▶ CONSIGNA 1: Presenta como lista numerada todas las líneas de las entradas y omite las que están en blanco.

Las memorias de Umberto Eco

 

Entrevista en La Jornada por Hans-Ulrich Obrist

El filósofo, ensayista, narrador y semiólogo Umberto Eco (Alessandria, 1932-2016) es uno de los escritores italianos más destacados después de la mitad del siglo XX, autor, entre otros títulos, de las novelas ‘El nombre de la rosa’ y ‘El péndulo de Foucault’, así como de los ensayos ‘Obra abierta’ y ‘Apocalípticos e integrados’. 

La presente entrevista, hasta ahora inédita en español, ocurrió en 2015, dentro del marco de la Bienal de Arte de Venecia. En ella, el célebre narrador aborda, desde diferentes ángulos y temas, la grave crisis de la memoria –tanto pública como privada– que afronta la sociedad actual.


Umberto Eco. Juan M Espinosa/EPA



– Me gustaría iniciar con una pregunta sobre la memoria. Unos meses antes de publicar su último ensayo, “El fin de la cultura”, Eric Hobsbawm me insistió que “protestara contra el olvido”. Añadió que en la era digital –en la que cada vez hay más información– la memoria es necesaria, porque la amnesia está en el corazón de este progreso. Usted habló de tres tipos de memoria: orgánica, mineral y vegetal. Quisiera pedirle que las explicara.

–Fue un juego para dar título a uno de mis libros. La memoria vegetal pertenece a los libros. La memoria orgánica es la de nuestro cerebro. Y luego está la memoria mineral, la del silicio: la memoria electrónica. En este caso, la mía era una polémica en defensa del libro cuando se comenzaba a hablar de la desaparición del papel impreso. Pero el problema de la memoria –que hoy parece especialmente preocupante– ya había sido anticipado en los años cincuenta por Isaac Asimov, el gran narrador de literatura fantástica, que imaginó una sociedad completamente dominada por las computadoras. En un relato titulado “La sensación de poder” narra que, durante un suceso bélico, un blackout congela todas las computadoras, y unos agentes de espionaje consiguen localizar a la única persona en el mundo que todavía sabe de memoria las tablas de multiplicar. Esta persona fue inmediatamente capturada por el Pentágono, porque era la única que podía permitir que la guerra continuara y los enemigos fueran derrotados. Se trata de un texto profético. La gente ya no puede realizar cálculos mentalmente, porque está acostumbrada a pulsar un botón, y esto acabará por atrofiar el órgano de la memoria entre los más jóvenes. Es algo que se puede constatar a cada momento. Mis colegas me dicen que a estas alturas los estudiantes de la última generación, después de tomar media hora de clase, ya no pueden recordar lo que se comentó a menos que hayan tomado nota: ya no recuerdan nada. Hace algún tiempo, en una carta a un sobrino imaginario, entre los consejos que le daba para afrontar el futuro estaba el que también le daría a una persona mayor para evitar el Alzheimer: aprenderse un poema de memoria todos los días para mantener en buena forma este órgano fundamental.

▶ DATOS PROPORCIONADOS:

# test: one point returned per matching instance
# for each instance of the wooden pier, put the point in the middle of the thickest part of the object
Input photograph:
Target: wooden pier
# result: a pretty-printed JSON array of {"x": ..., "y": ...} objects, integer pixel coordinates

▶ CONSIGNA 2: Traduce al inglés esta oración de la entrevista sobre la memoria: "La memoria orgánica es la de nuestro cerebro."

▶ RESPUESTA 1:
1. # test: one point returned per matching instance
2. # for each instance of the wooden pier, put the point in the middle of the thickest part of the object
3. Input photograph:
4. Target: wooden pier
5. # result: a pretty-printed JSON array of {"x": ..., "y": ...} objects, integer pixel coordinates

▶ RESPUESTA 2: Organic memory is the memory of our brain.